• [Given exercise 1]: According to the nlptasks page, what minimum package version does the installation command specify?

• [Page excerpt]:
━━━━
Skip to main content

Boilerplate code to wrap different libs for NLP tasks.

Project description

nlptasks

A collection of boilerplate code for different NLP tasks with standardised input/output data types so that it becomes easier to combine NLP tasks with different libraries/models under the hood.

Installation

The nlptasks package is available on the PyPi server

pip install nlptasks>=0.2.1

Sentence Boundary Disambiguation

Input:

  • A list of M documents as string (data type: List[str])

Output:

  • A list of K sentences as string (data type: List[str])

Usage:

from nlptasks.sbd import sbd_factory
docs = [
    "Die Kuh ist bunt. Die Bäuerin mäht die Wiese.", 
    "Ein anderes Dokument: Ganz super! Oder nicht?"]
my_sbd_fn = sbd_factory(name="somajo")
sents = my_sbd_fn(docs)
print(sents)

Example output:

[
    'Die Kuh ist bunt.', 
    'Die Bäuerin mäht die Wiese.', 
    'Ein anderes Dokument: Ganz super!', 
    'Oder nicht?'
]

Algorithms:

Factory name Package Algorithm Notes
'spacy-de' de_core_news_lg-2.3.0 Rule-based tokenization followed by Dependency Parsing for SBD
'stanza-de' stanza==1.1.*, de Char-based Bi-LSTM + 1D-CNN Dependency Parser for Tokenization, MWT and SBD Qi et. al. (2018), GitHub
'nltk-punkt-de' nltk==3.5, german Punkt Tokenizer, rule-based Kiss and Strunk (2006), Source Code
'somajo-de' SoMaJo==2.1.1, de_CMC rule-based Proisl and Uhrig (2016), GitHub
'spacy-rule-de' spacy==2.3.0 rule-based Sentencizer class

Notes:

  • Dependency parser based SBDs (e.g. 'spacy', 'stanza') are more suitable for documents with typos (e.g. ',' instead of '.', ' .' instead of '. ') or missing punctuation.
━━━━
• [Given exercise 2]: Rewrite the entries from their first line up to and including the line containing "point(472, 20)", replacing "queried with" with "searched with" and leaving everything else unchanged.
━━━━
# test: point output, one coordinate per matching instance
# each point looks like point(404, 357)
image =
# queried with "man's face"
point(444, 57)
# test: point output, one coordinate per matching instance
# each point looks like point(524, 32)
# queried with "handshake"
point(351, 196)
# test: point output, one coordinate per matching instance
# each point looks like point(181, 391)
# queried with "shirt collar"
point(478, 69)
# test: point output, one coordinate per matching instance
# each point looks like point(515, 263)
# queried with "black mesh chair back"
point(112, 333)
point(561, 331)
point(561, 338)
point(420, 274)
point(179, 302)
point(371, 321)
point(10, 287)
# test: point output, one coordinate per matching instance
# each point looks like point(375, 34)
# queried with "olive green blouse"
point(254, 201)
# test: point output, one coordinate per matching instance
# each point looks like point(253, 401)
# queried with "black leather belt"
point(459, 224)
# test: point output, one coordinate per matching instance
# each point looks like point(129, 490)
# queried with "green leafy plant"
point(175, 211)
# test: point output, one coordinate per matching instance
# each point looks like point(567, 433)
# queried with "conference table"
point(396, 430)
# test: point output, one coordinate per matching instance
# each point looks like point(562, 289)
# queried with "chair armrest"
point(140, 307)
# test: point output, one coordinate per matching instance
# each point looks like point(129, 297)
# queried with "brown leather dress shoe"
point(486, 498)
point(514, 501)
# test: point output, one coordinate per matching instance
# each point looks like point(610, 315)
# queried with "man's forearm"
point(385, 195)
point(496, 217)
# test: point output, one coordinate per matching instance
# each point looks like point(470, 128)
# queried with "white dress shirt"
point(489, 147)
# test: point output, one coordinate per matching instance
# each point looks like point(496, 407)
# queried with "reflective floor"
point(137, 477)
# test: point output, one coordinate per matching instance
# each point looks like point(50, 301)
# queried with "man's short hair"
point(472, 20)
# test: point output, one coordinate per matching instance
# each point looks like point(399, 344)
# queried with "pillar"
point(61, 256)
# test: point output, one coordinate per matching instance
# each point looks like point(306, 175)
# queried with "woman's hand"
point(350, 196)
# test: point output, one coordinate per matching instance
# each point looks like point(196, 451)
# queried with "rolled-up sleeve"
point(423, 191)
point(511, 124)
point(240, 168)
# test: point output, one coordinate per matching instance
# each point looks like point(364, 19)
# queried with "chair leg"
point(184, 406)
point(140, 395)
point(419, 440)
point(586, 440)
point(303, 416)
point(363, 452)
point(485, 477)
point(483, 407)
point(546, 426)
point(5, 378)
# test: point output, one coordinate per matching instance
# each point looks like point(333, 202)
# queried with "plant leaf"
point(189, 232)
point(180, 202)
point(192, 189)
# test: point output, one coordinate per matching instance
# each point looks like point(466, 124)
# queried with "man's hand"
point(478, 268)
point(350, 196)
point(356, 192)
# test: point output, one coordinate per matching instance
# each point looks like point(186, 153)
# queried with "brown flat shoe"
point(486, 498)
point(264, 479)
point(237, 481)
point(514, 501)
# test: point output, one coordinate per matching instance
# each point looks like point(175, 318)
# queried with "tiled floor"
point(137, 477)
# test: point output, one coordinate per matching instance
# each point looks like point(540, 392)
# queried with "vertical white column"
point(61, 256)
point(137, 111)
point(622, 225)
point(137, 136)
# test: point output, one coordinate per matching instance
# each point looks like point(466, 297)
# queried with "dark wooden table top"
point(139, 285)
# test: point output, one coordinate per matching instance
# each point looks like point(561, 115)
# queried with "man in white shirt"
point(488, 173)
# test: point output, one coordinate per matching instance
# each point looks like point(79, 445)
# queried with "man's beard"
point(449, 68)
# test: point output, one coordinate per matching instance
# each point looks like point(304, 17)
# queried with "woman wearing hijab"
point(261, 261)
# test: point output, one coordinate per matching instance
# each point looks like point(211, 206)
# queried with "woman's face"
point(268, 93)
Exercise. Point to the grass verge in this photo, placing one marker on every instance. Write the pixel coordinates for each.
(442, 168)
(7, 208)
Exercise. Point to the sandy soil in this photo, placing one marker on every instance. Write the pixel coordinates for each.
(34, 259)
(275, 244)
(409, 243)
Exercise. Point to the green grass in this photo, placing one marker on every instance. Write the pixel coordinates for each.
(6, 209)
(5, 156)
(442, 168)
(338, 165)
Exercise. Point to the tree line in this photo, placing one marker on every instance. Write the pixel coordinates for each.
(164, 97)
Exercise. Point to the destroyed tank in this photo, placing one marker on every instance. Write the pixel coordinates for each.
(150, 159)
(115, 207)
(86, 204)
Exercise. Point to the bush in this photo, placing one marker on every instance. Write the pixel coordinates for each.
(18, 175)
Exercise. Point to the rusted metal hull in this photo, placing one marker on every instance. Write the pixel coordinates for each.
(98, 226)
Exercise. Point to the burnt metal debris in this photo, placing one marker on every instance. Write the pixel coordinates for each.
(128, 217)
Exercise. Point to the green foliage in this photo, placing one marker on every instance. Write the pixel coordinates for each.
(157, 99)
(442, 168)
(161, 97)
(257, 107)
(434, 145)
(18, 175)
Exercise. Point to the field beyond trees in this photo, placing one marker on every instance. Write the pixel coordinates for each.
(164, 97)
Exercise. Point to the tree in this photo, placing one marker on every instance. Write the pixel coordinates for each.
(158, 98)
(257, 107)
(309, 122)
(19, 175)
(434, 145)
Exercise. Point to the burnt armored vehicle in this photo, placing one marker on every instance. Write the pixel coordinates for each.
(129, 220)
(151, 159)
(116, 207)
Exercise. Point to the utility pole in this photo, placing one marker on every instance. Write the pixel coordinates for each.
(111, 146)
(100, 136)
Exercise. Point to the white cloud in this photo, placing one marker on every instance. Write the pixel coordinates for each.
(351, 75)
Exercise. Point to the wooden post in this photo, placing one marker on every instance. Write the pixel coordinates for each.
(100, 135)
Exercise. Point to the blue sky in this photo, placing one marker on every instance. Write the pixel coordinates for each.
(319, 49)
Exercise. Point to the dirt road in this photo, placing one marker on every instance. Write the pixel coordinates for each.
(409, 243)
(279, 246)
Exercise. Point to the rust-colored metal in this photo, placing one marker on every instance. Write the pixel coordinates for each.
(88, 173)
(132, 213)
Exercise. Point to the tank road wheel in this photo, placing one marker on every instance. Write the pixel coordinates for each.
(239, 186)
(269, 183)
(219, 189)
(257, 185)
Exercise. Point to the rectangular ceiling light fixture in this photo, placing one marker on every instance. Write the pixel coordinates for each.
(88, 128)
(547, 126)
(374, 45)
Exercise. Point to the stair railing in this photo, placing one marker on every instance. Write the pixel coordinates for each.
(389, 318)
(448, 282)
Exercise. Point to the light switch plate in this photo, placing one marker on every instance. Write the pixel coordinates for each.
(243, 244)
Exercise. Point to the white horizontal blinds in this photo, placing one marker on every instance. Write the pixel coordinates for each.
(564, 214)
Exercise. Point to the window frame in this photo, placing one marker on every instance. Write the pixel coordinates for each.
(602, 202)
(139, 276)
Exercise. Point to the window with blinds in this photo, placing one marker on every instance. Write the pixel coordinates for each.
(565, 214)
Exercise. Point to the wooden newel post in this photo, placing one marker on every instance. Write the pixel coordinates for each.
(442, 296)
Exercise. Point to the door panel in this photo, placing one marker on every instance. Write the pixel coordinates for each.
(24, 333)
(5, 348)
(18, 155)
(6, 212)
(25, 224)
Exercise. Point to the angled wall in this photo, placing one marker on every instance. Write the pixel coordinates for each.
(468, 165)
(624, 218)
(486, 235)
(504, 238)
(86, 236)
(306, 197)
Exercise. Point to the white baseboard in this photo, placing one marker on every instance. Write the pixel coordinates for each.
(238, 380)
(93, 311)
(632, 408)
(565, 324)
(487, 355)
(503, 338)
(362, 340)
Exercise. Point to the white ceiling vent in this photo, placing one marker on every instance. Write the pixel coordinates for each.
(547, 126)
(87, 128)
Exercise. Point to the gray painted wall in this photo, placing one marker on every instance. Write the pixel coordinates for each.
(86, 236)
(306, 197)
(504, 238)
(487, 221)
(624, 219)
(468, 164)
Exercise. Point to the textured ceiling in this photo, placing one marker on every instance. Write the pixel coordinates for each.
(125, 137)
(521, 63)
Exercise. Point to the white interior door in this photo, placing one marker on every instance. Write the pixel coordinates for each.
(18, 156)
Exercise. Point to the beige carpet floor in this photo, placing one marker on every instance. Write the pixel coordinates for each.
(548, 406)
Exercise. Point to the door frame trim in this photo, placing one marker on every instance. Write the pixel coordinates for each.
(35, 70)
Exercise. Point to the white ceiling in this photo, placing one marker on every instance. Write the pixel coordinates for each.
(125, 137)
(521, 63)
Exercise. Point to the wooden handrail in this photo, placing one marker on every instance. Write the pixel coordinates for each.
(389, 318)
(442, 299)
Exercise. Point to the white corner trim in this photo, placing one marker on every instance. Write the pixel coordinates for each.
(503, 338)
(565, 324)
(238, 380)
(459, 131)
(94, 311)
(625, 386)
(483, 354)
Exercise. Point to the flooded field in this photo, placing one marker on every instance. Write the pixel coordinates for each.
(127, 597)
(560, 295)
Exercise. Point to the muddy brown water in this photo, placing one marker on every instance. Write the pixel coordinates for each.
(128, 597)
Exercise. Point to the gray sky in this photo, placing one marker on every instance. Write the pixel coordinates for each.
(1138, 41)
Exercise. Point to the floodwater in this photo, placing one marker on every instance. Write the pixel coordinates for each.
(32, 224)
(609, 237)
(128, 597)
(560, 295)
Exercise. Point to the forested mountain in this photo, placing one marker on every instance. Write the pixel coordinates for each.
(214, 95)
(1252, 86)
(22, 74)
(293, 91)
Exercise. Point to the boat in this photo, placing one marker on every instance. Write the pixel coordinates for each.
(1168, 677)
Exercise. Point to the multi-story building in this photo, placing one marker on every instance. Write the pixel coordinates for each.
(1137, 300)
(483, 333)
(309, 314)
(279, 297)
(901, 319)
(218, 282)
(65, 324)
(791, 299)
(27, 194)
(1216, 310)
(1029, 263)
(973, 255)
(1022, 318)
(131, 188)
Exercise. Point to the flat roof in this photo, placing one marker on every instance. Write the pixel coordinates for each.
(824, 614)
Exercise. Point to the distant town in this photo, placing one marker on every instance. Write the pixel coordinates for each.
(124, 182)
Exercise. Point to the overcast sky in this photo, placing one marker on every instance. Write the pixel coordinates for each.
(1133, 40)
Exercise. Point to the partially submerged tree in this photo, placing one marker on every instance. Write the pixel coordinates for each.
━━━━
• [Full output 1]: Version 0.2.1 or later.

• [Full output 2]:
# test: point output, one coordinate per matching instance
# each point looks like point(404, 357)
image =
# searched with "man's face"
point(444, 57)
# test: point output, one coordinate per matching instance
# each point looks like point(524, 32)
# searched with "handshake"
point(351, 196)
# test: point output, one coordinate per matching instance
# each point looks like point(181, 391)
# searched with "shirt collar"
point(478, 69)
# test: point output, one coordinate per matching instance
# each point looks like point(515, 263)
# searched with "black mesh chair back"
point(112, 333)
point(561, 331)
point(561, 338)
point(420, 274)
point(179, 302)
point(371, 321)
point(10, 287)
# test: point output, one coordinate per matching instance
# each point looks like point(375, 34)
# searched with "olive green blouse"
point(254, 201)
# test: point output, one coordinate per matching instance
# each point looks like point(253, 401)
# searched with "black leather belt"
point(459, 224)
# test: point output, one coordinate per matching instance
# each point looks like point(129, 490)
# searched with "green leafy plant"
point(175, 211)
# test: point output, one coordinate per matching instance
# each point looks like point(567, 433)
# searched with "conference table"
point(396, 430)
# test: point output, one coordinate per matching instance
# each point looks like point(562, 289)
# searched with "chair armrest"
point(140, 307)
# test: point output, one coordinate per matching instance
# each point looks like point(129, 297)
# searched with "brown leather dress shoe"
point(486, 498)
point(514, 501)
# test: point output, one coordinate per matching instance
# each point looks like point(610, 315)
# searched with "man's forearm"
point(385, 195)
point(496, 217)
# test: point output, one coordinate per matching instance
# each point looks like point(470, 128)
# searched with "white dress shirt"
point(489, 147)
# test: point output, one coordinate per matching instance
# each point looks like point(496, 407)
# searched with "reflective floor"
point(137, 477)
# test: point output, one coordinate per matching instance
# each point looks like point(50, 301)
# searched with "man's short hair"
point(472, 20)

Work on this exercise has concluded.